* [To do]
From the line containing "Target: small bush on slope" to the end of the entries, return every line exactly, both ends included, and add nothing.

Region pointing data
-=-=-=-=-
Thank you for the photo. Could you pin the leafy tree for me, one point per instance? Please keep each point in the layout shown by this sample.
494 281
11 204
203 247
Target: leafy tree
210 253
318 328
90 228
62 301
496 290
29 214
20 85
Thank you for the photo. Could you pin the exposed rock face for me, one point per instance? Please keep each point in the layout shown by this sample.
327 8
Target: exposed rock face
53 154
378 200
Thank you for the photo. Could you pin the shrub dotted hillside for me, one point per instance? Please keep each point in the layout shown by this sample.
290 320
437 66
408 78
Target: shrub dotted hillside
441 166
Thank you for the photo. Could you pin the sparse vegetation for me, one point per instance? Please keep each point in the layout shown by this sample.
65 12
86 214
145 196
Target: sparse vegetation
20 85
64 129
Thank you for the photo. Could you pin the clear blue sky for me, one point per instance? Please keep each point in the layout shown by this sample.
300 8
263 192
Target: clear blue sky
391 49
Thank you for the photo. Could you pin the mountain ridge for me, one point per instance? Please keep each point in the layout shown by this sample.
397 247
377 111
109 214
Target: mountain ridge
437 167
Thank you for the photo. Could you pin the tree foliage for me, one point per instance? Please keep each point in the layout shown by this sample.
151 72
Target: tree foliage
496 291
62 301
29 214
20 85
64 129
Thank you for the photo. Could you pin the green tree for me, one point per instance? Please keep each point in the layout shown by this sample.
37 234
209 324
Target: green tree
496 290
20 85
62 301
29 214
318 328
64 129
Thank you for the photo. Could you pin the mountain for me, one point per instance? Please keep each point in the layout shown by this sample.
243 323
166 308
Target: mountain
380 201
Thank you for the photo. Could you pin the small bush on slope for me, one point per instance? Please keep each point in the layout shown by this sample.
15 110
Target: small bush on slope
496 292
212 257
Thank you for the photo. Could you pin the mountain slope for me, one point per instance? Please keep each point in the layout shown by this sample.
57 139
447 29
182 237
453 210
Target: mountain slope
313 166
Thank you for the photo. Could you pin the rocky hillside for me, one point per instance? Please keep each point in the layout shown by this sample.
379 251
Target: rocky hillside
-=-=-=-=-
* [Answer section]
Target: small bush on slope
496 292
212 257
Thank you for the photo. Could you pin the mountain slope for me, one point per instance? Please keep each point in the layout shown by this sample.
57 139
447 29
182 237
453 210
Target: mountain slope
313 166
Thank you for the photo. Could you pin the rocky hillside for me, one point per instance? Please keep each point in the layout shown by this sample.
379 251
Target: rocky hillside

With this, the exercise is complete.